Ответьте, пожалуйста, по интервью с Хью Лори: в какое число регионов компания NBC UITD продала сериал «Хауз»?

══ Текст для чтения

Для телезрителей всего мира английское слово «хауз» больше не ассоциируется с обозначением места для жилья. Теперь оно вызывает образ грубого, язвительного, зачастую невыносимого, но, тем не менее, блестящего диагноста, который разгадывает самые запутанные медицинские случаи, несмотря на непривычный подход и полное отсутствие врачебного такта. Своим рождением Грегори Хауз обязан британскому актеру Хью Лори, чья предыдущая карьера в Британии включала участие в комедийных шоу «Немного Фрая и Лори» и «Blackadder» вместе с его сокурсником по Кембриджу Стивеном Фраем. «Хауз», у которого сейчас идет шестой сезон, продан компанией NBC UITD в 250 регионов, и является одним из самых покупаемых американских сериалов. В этом эксклюзивном интервью Хью Лори рассказывает World Screen о своей любви к актерскому искусству и о том, как создается «Хауз». WS: Что вас привлекло в Грегори Хаузе? ХЛ: Прежде всего, это завораживающее и, насколько я могу судить, уникальное сочетание ума, бунтарства, непокоя и еще целого ряда отличительных черт, которое я никогда не встречал в одном персонаже, особенно в центральном герое драмы. Мне могут возразить, что есть целый ряд героев, похожих на Хауза, но обычно это второстепенные персонажи. Герой должен быть порядочным гражданином с высокими моральными принципами, белокурым, с собакой, и он должен совершать правильные поступки.
WS: Хороший парень. ХЛ: Да, хороший парень, и вы можете назвать многих из них. А здесь у нас раздражающий, конфликтный персонаж, который не скрывает своих проблем от зрителей, и вот этот персонаж обладает даром исцеления. Он может помогать людям, но его дар обходится дорого – и ему, и окружающим его людям. Он всегда задается вопросом: «Стою ли я этого?», и это не перестает быть интересным, он буквально сразу мне понравился. Всего через несколько страниц я уже любил этого парня. Это не значит, что я считаю его хорошим или приятным человеком, но он мне нравится.
WS: Я прожила более 20 лет в Италии и думаю, что сентиментальность свойственна европейскому искусству в меньшей степени, чем американскому. Американцы в целом предпочитают счастливый конец, вы понимаете, что я имею в виду? ХЛ: Да, безусловно. WS: Не сказала бы, что в Хаузе есть что-то сентиментальное. ХЛ: Не много.

════
══ Исходные строки

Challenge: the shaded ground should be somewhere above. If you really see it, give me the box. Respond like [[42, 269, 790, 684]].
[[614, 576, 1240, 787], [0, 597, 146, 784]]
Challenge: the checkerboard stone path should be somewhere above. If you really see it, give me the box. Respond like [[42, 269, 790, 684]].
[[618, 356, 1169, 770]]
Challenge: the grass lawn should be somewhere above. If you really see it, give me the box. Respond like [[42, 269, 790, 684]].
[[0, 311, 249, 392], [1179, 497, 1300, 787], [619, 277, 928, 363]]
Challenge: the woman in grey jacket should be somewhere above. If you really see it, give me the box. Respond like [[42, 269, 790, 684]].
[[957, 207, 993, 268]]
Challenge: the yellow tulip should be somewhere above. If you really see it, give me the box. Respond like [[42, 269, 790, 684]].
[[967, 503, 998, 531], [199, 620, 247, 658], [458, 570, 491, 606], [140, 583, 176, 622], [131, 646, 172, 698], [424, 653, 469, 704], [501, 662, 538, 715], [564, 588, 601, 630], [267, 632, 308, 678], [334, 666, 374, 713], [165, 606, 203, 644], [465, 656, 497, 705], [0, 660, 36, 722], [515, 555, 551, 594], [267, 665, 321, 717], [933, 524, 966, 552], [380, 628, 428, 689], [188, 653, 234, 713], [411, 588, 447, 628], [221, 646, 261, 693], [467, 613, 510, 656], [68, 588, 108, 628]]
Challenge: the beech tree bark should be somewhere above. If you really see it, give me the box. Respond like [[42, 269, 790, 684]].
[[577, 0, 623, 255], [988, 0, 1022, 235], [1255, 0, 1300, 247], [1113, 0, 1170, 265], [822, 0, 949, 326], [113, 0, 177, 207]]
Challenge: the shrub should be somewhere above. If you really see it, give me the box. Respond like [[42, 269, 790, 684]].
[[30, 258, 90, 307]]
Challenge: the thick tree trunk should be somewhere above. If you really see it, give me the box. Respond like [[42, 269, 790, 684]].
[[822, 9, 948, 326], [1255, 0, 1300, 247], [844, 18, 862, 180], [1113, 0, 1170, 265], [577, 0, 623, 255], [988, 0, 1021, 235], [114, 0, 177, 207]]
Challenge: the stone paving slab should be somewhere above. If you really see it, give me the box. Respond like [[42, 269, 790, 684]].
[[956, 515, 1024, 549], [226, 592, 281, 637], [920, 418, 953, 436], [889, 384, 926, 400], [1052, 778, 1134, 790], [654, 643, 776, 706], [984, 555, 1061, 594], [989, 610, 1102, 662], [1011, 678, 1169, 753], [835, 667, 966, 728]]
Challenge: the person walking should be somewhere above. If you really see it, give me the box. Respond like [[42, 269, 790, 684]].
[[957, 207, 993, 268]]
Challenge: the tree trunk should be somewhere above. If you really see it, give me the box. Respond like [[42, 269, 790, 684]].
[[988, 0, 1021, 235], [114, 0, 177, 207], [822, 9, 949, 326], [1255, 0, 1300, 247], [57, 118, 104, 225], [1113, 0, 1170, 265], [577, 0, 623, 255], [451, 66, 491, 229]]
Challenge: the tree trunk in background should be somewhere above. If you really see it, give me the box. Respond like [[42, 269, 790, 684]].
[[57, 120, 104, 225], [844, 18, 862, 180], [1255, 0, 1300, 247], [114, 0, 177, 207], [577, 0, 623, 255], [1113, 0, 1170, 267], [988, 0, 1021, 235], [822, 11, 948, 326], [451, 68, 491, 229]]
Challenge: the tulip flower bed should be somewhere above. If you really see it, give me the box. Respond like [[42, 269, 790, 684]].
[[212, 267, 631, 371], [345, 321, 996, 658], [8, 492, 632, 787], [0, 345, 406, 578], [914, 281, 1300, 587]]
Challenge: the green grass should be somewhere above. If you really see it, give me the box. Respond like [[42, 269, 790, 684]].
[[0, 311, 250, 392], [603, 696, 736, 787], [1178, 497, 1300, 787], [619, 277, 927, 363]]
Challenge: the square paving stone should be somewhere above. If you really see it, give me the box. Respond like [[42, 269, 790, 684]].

════

▸ **Ответ к заданию**
В 250 регионов.